(Excerpts of pointing data)
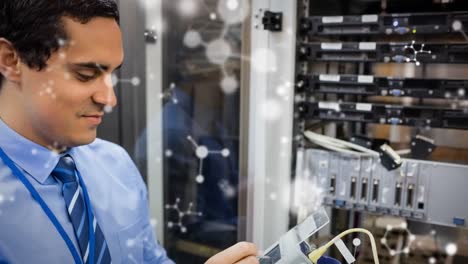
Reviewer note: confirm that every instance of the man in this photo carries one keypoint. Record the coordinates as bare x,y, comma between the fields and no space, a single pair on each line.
65,196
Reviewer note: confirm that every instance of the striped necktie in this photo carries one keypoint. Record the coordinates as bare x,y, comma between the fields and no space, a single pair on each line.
76,207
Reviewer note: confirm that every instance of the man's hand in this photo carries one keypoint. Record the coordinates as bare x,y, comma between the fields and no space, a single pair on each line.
240,253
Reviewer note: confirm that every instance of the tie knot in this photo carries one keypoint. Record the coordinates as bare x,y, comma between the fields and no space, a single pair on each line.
65,170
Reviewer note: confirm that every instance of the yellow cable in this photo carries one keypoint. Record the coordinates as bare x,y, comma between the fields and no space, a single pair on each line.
315,255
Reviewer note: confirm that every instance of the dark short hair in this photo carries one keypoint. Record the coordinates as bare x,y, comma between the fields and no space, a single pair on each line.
35,27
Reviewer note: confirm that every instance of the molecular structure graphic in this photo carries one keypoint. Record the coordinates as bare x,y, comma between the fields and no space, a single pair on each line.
218,51
169,95
416,52
181,215
202,153
410,238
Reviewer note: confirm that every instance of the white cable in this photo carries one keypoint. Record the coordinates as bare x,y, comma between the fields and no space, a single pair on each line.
337,144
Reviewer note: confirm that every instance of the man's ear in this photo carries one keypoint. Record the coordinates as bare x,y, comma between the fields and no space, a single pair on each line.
10,64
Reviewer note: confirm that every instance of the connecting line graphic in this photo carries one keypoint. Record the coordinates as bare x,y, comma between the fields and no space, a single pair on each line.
416,52
181,215
202,153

§ INSTRUCTIONS TO FOLLOW
Reproduce every item above word for word, leaving out the pictures.

§ WRITTEN SOLUTION
Reviewer note: confirm that every instance of the man in this photo carries one keypoint. Record the coordinates as bare x,y, comma between the fields and no space, a single pair on each line.
65,196
Reviewer note: confirm that every instance of the striped necktie in this photo carries one keypoint. Record the coordinates as bare x,y, comma between the fields and no space, a single pair on each line.
76,207
Reviewer note: confirm that every instance of the man's hand in this photo carries one keypoint. Record the coordinates as bare x,y, comma between the fields and no space, a single pair on each line.
240,253
Reviewer note: confirm that every instance of the tie knot in this photo carries one keypoint. Record the coordinates as bare x,y, comma between the fields and no space, a single pair on each line.
65,170
Reviewer note: confirm that every instance of the yellow cable in this photo carries one keypoint. Record the coordinates as bare x,y, comma between the fields and no space, a single pair on each line.
315,255
Reviewer note: confirm that every instance of the dark short hair in this photo carries one keypoint. Record the coordinates as bare x,y, comma between the fields and no space, a single pair on each line.
35,27
Reviewer note: confirm that every instance of the molecular structure graphic in this photo carries one keypoint. Record the coordinates as bare x,y, comma between the fields and no space, a single pair on each line.
218,51
169,95
416,52
181,215
202,153
410,238
Reviewer note: confirm that every instance of the white cable in this photo carries one keypoint. Record the coordinates as bare x,y, comma between the fields and no space, a single pair on each line.
337,144
Reviewer note: confirm that every instance of the man's ear in this photo carries one keypoint. Record the coordinates as bare x,y, comma between the fields and no space, a single pair on each line.
10,64
Reviewer note: confirm that every instance of the connecting line graphic in this photo carries one keypoint. Record the coordinates as bare x,y, comma between the fields and no space, a single pair on each line.
416,52
181,215
202,153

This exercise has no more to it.